## Document text

******************************

By Malcolm Moore, January 8, 2014
A couple in protective masks walk under haze in Shanghai, China, Friday, Dec. 6, 2013. Chen Zhu, who is also a professor of medicine and a leading molecular biologist, is the most senior government official to put a human cost on the smog that regularly clouds Chinese skies. Until recently, any mention of deaths relating to pollution was strictly censored.
The equivalent of the population of an urban metropolis dies each year in China because of air pollution, according to the country’s former health minister.
Chen Zhu, who is also a professor of medicine and a leading molecular biologist, is the most senior government official to put a human cost on the smog that regularly clouds Chinese skies. Until recently, any mention of deaths relating to pollution was strictly censored.
Chen’s claim came in a commentary in December’s issue of The Lancet, the respected medical journal, co-written with Wang Jinnan, Ma Guoxia and Zhang Yanshen from China’s ministry of environmental protection.

******************************

## What is needed
According to the article on air pollution deaths in China, in which publication did Chen Zhu's commentary appear?

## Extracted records
******************************

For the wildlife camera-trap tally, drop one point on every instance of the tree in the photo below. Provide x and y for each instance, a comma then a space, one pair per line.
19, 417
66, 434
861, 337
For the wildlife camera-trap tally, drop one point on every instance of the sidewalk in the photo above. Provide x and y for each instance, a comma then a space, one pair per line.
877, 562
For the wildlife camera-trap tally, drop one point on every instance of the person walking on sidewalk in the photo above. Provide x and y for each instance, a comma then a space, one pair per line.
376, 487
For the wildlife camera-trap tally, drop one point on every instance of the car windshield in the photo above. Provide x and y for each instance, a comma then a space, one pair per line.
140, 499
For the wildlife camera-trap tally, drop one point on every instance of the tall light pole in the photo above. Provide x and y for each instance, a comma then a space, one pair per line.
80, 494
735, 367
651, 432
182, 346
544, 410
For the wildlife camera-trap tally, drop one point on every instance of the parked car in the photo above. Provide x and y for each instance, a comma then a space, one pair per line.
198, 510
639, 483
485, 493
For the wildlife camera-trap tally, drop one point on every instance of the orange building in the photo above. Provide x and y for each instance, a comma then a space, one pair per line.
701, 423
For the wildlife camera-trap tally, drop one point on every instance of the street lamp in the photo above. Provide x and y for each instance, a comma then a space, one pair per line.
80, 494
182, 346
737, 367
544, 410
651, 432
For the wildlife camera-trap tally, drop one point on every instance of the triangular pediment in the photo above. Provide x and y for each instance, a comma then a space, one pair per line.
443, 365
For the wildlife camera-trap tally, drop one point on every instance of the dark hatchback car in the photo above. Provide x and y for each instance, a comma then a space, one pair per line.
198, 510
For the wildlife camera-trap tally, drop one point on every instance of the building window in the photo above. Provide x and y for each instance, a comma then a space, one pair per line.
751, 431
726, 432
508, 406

******************************

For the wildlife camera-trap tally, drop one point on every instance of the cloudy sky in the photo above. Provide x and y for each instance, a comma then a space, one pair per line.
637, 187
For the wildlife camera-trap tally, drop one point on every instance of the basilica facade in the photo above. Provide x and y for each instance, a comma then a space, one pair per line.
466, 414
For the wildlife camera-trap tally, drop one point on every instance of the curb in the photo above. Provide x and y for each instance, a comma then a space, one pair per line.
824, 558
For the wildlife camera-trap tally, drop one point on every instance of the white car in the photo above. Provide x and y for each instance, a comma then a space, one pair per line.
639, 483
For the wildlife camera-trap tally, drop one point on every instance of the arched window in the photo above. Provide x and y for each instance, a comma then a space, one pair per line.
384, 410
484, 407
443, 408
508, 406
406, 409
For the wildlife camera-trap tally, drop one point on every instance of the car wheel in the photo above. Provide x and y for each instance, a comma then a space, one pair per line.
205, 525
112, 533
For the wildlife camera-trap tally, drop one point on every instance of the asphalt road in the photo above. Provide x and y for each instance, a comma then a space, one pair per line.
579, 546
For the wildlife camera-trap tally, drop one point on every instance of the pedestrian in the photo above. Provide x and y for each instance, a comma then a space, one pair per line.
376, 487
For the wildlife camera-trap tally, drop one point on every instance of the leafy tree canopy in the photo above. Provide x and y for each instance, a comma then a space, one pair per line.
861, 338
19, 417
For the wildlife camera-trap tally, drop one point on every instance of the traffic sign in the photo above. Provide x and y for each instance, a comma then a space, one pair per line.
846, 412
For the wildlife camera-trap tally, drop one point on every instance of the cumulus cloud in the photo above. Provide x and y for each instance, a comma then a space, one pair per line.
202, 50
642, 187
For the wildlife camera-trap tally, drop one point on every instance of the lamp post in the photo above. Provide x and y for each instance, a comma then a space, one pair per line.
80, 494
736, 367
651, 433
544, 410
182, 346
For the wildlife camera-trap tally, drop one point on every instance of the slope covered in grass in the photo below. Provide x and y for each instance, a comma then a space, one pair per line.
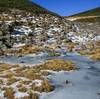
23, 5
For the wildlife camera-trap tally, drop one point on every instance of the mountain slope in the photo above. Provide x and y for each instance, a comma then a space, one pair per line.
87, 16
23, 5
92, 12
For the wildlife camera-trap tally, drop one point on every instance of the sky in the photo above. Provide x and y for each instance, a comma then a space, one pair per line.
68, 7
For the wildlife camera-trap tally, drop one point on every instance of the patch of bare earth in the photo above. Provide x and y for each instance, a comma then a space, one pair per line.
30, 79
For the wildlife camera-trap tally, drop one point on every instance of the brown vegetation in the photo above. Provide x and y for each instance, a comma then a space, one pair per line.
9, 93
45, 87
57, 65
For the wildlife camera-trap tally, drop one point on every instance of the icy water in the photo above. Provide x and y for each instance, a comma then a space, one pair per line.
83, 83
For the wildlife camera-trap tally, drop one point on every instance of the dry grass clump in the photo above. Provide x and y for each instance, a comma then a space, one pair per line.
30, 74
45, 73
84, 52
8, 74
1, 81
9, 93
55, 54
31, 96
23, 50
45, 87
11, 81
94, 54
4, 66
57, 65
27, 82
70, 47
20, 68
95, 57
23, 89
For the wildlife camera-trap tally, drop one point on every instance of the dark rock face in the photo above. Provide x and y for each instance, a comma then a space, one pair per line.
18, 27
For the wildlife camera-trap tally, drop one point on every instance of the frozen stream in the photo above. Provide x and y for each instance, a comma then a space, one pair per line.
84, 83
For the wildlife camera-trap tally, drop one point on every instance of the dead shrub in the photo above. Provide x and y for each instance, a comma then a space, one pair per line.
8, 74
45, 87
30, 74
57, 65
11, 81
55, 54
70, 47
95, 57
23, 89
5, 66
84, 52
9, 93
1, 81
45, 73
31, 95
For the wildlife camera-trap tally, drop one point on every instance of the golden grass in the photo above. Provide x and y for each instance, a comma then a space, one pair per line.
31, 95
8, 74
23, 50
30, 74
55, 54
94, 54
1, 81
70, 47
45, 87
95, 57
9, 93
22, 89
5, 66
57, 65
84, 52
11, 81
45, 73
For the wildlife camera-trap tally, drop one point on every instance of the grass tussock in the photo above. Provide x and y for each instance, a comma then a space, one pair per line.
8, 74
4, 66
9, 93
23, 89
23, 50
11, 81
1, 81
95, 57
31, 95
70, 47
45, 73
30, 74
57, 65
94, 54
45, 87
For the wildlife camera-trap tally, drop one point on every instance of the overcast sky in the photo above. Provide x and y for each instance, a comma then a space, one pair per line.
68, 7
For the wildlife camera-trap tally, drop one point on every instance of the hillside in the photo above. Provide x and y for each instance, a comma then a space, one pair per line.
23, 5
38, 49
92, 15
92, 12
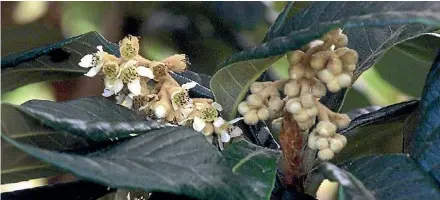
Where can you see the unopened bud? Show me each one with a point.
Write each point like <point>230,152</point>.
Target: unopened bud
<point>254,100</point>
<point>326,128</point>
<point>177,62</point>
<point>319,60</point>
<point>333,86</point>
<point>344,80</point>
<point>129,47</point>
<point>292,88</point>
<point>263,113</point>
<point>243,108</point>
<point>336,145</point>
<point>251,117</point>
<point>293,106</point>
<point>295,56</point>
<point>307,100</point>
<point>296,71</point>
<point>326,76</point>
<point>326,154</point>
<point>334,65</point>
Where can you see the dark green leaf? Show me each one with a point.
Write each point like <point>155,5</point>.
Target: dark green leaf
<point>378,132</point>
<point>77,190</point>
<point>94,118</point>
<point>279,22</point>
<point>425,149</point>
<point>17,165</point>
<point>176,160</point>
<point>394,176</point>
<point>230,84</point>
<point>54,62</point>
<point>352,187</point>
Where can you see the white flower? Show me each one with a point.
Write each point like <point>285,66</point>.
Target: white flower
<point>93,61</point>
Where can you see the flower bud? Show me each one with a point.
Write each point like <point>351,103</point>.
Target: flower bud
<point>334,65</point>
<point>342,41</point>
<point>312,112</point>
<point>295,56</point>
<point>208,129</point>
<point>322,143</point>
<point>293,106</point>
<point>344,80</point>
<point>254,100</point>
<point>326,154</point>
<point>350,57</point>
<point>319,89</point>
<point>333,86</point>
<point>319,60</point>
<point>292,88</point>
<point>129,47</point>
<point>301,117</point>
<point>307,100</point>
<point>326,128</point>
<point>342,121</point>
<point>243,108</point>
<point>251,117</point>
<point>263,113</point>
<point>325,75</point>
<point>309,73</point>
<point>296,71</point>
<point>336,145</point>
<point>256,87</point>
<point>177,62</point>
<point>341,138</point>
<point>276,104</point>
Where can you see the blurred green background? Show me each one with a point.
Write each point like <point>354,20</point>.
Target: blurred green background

******************************

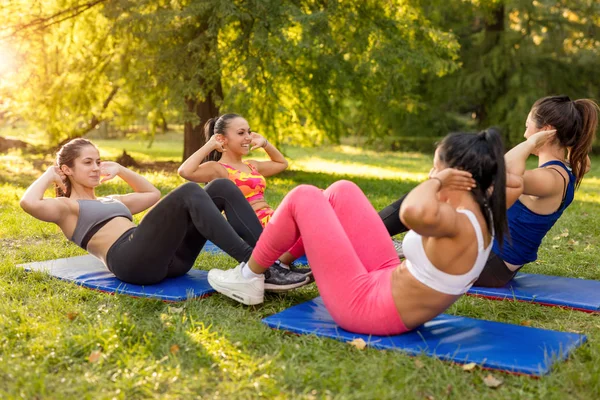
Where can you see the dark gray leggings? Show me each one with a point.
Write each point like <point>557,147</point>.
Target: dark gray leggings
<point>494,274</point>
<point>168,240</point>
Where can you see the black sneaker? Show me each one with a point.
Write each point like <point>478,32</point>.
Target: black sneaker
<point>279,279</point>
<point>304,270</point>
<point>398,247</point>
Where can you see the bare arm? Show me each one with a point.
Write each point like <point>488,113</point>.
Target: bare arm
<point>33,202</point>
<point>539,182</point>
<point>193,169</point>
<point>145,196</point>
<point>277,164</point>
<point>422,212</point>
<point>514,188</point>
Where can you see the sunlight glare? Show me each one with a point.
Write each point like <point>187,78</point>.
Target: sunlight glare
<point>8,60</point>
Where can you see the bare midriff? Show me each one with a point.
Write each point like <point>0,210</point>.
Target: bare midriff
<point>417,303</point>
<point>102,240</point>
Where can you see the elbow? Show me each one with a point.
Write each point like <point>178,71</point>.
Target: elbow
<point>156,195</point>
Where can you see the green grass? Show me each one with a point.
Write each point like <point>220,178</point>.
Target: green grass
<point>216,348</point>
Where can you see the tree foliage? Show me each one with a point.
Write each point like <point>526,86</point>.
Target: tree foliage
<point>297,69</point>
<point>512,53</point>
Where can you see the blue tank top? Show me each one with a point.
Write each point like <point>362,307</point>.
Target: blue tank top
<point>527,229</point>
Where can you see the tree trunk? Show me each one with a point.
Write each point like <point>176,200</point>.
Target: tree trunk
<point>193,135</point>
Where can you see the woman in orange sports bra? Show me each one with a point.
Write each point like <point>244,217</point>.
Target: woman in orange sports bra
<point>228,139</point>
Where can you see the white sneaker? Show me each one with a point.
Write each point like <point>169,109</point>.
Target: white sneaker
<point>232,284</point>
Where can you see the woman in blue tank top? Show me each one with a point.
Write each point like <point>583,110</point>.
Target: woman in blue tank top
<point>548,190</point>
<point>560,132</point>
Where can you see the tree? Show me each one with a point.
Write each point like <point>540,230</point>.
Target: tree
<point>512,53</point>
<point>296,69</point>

******************************

## Your solution
It appeared in the December issue of The Lancet, a medical journal.